Records from a data collection:
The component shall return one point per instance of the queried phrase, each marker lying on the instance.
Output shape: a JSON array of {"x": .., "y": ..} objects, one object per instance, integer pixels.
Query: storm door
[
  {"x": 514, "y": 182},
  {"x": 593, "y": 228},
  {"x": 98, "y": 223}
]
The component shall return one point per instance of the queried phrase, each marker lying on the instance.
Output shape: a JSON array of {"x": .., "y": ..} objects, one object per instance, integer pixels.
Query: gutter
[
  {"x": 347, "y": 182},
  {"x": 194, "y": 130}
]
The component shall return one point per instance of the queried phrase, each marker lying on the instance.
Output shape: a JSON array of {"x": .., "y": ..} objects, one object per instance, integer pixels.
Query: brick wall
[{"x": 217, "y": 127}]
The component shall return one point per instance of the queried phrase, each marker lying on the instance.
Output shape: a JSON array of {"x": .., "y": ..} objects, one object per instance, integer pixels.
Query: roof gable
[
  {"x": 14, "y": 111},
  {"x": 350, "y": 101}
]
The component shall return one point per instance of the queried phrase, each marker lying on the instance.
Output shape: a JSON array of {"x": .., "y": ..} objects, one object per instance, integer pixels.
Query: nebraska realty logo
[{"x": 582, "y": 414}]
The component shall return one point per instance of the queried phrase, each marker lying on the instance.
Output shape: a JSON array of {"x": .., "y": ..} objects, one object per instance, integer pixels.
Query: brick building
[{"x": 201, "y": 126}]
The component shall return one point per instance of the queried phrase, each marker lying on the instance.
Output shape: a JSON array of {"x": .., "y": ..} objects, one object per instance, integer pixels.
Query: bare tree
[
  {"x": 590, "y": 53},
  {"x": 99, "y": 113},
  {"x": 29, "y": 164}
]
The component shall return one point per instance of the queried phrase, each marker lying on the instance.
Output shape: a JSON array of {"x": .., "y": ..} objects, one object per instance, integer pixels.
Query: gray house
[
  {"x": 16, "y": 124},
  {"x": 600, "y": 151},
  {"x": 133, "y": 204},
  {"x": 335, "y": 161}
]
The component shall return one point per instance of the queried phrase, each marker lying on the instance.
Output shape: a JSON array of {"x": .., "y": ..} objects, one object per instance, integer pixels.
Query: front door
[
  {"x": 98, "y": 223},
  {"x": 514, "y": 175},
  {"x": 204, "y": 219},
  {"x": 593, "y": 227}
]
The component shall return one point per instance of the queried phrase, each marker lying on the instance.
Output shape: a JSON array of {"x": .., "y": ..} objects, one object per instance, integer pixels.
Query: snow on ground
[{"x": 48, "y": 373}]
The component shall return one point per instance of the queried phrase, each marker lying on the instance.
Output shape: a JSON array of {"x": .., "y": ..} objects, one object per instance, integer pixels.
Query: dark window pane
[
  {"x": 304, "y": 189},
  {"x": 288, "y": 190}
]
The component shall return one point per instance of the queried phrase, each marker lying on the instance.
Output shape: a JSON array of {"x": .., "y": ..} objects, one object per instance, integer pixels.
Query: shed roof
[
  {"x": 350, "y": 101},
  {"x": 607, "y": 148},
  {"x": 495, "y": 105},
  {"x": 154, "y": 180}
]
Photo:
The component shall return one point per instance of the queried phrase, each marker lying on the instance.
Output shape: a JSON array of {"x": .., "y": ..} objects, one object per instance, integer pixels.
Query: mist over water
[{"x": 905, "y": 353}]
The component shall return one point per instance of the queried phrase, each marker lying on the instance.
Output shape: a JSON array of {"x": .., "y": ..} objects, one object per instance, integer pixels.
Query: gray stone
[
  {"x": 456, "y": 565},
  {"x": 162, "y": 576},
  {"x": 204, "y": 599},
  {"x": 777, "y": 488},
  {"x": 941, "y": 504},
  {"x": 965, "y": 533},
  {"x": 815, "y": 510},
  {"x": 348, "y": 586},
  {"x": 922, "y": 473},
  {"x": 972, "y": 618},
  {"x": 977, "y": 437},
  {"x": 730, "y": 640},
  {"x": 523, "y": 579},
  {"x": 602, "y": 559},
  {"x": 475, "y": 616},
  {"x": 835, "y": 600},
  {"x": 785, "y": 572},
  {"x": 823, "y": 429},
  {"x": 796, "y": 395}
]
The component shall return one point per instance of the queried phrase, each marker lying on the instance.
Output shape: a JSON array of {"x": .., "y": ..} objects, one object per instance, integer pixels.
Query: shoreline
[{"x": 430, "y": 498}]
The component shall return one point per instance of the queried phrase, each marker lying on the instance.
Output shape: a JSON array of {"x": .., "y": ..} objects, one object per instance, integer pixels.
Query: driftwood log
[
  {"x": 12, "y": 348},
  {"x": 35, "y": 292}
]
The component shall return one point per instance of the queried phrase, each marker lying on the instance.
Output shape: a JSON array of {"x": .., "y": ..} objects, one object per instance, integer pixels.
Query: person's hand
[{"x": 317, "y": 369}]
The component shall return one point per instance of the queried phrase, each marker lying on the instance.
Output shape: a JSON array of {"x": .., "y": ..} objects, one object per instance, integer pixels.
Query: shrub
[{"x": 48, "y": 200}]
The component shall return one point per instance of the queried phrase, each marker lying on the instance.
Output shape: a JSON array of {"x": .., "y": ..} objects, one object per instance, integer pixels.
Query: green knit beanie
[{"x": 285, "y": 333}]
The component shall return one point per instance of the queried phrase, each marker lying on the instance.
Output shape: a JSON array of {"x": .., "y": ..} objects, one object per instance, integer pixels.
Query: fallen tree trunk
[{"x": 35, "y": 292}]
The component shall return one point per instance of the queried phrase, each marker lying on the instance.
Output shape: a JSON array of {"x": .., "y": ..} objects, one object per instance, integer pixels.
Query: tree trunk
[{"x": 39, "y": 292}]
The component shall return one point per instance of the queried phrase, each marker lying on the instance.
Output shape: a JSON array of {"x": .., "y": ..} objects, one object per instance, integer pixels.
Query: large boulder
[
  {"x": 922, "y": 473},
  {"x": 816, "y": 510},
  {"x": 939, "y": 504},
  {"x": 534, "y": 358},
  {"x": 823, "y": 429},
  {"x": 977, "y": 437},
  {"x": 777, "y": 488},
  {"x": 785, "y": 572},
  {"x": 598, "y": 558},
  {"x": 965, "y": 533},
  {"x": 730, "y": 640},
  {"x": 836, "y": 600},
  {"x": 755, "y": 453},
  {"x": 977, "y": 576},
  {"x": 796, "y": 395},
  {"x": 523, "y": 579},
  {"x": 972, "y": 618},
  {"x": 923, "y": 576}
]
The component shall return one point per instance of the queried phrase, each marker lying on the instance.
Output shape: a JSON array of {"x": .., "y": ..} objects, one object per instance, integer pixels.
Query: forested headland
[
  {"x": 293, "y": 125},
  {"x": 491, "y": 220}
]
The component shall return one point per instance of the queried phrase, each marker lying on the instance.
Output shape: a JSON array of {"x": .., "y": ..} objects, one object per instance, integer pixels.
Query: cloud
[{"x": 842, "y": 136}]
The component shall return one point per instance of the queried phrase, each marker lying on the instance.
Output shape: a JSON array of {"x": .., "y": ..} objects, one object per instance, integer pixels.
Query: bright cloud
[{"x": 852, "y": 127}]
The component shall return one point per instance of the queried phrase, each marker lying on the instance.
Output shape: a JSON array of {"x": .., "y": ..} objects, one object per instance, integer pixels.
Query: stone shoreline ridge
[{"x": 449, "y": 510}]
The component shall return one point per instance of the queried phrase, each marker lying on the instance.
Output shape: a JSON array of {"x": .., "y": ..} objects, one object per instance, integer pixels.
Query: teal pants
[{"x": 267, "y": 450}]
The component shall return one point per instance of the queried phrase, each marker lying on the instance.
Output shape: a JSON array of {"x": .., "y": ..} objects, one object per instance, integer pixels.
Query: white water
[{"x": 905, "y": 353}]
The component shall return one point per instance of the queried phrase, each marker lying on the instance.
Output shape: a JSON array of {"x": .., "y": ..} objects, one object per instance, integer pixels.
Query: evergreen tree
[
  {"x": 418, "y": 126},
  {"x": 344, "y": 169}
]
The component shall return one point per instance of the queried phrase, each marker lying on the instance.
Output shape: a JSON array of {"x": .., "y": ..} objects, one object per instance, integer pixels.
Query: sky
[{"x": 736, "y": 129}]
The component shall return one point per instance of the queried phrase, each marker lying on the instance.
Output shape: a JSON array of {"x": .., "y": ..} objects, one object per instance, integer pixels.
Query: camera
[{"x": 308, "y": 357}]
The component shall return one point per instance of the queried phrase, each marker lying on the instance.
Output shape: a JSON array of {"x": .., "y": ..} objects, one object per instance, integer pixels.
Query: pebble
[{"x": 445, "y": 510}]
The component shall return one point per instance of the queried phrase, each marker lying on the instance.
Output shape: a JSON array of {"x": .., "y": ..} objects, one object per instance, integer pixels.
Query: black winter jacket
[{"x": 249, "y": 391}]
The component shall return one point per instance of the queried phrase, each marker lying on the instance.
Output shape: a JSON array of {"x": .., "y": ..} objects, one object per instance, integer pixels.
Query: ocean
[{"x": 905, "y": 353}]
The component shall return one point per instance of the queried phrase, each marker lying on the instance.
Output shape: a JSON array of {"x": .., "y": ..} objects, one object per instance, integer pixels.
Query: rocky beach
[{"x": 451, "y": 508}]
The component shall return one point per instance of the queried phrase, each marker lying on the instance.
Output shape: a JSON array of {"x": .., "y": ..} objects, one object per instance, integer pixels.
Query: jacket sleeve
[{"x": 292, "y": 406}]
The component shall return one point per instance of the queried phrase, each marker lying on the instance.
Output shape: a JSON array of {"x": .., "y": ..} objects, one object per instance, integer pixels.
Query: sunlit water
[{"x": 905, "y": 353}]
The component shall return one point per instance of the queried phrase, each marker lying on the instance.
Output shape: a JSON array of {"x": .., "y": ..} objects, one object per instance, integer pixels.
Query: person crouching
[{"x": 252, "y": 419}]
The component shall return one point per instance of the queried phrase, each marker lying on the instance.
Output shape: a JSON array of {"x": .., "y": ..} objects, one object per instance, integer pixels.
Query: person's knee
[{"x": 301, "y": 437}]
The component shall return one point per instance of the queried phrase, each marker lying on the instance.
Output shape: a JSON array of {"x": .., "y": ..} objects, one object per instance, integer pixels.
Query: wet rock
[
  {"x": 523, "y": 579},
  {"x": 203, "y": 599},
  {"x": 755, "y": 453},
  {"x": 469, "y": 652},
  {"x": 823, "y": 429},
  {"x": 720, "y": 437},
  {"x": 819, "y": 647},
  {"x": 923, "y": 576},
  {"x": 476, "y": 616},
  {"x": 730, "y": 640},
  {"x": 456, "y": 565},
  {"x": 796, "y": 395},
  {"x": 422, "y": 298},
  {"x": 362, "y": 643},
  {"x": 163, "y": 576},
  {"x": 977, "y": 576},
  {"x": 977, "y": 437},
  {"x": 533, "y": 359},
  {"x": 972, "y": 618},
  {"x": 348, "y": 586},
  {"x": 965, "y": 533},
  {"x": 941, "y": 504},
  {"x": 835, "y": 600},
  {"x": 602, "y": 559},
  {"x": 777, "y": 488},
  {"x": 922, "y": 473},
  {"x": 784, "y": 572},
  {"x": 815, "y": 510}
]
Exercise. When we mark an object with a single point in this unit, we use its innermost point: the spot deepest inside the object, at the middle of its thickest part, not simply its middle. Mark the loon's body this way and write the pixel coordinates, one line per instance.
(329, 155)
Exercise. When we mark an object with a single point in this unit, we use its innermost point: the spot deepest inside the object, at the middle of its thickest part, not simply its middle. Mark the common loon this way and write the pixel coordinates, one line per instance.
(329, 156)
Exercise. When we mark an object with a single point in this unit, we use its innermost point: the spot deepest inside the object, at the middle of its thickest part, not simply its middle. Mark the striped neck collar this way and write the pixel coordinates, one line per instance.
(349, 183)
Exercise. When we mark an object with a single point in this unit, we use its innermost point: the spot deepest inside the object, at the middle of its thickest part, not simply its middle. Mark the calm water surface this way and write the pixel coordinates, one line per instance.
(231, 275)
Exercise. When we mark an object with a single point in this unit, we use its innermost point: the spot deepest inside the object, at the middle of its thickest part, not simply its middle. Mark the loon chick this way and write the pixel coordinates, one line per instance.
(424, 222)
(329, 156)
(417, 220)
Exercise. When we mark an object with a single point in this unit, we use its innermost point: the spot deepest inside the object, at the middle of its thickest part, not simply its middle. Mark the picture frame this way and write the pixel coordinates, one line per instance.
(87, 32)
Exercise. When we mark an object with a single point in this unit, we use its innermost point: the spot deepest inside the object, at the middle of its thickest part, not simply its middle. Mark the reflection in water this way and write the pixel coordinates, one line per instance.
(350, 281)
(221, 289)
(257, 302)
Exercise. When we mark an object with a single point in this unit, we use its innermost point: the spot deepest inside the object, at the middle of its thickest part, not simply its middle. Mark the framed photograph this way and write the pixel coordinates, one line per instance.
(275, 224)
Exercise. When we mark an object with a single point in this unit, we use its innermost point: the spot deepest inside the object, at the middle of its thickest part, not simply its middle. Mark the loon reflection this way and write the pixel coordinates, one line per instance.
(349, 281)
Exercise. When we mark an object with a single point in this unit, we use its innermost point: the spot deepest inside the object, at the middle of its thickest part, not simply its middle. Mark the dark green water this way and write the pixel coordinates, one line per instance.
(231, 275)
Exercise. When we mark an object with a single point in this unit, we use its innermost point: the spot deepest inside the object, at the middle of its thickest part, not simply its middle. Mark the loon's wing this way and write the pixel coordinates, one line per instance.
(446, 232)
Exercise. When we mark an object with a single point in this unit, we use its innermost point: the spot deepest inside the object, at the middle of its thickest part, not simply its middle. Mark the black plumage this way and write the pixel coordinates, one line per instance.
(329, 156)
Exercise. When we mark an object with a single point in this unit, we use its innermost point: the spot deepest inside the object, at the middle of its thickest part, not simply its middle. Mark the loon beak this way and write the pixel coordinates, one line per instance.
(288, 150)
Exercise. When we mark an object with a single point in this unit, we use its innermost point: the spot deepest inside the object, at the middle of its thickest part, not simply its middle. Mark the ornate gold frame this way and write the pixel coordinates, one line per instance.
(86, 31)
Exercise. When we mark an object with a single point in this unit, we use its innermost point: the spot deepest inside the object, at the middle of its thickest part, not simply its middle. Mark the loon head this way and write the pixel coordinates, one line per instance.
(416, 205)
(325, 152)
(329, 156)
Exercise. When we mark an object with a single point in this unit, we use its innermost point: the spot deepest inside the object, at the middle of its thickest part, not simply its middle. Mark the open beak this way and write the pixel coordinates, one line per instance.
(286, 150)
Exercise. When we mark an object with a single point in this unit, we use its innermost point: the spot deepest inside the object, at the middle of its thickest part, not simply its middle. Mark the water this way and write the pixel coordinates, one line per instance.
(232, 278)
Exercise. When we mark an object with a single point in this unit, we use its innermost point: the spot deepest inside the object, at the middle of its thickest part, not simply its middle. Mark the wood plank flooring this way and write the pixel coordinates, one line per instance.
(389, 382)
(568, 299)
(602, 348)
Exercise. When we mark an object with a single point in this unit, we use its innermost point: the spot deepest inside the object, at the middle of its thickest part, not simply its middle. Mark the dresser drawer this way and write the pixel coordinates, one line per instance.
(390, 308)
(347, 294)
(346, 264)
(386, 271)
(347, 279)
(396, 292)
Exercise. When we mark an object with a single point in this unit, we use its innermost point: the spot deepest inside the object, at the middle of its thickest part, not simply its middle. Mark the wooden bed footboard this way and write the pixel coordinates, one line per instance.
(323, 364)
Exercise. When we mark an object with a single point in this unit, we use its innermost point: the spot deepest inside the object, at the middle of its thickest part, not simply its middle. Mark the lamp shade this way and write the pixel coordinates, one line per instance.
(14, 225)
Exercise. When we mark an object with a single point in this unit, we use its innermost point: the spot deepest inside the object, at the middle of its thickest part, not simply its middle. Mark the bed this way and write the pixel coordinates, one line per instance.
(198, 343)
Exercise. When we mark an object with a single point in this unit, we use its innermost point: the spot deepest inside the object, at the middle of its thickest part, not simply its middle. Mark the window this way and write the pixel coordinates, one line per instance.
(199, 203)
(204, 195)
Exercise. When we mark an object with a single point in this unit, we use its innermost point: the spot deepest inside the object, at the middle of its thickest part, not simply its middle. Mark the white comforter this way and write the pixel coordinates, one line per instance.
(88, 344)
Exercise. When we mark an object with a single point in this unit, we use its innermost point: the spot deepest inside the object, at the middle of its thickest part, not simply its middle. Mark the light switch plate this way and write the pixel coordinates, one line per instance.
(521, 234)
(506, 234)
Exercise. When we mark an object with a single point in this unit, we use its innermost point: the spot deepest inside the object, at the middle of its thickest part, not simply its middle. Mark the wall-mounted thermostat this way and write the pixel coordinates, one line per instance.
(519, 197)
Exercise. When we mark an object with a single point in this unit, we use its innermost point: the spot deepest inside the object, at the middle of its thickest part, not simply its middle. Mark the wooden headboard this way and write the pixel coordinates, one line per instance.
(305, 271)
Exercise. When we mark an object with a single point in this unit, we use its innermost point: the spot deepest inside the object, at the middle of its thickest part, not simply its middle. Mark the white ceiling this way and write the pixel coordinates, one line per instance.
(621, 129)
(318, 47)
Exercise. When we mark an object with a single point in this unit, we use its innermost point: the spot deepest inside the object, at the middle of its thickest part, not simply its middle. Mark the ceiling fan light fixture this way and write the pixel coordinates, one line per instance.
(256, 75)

# [What to do]
Return the line that contains "the white ceiling", along with every line after it in the data above, exactly and with nothing else.

# [Solution for this task]
Exercise. When we mark an object with a single point in this unit, we use its innermost point: the spot deepest inside the object, at the middle of its thickest part, not simply its middle. Mark the white ceiling this way and write the pixel coordinates, one line per instance.
(621, 129)
(318, 47)
Exercise. When we mark an object with a single point in this unit, we use its innermost point: the spot deepest inside the object, at the middle of its thickest part, not simply its middle. Mark the ceiling fan light fixture this way and write the pixel coordinates, one line per instance.
(256, 75)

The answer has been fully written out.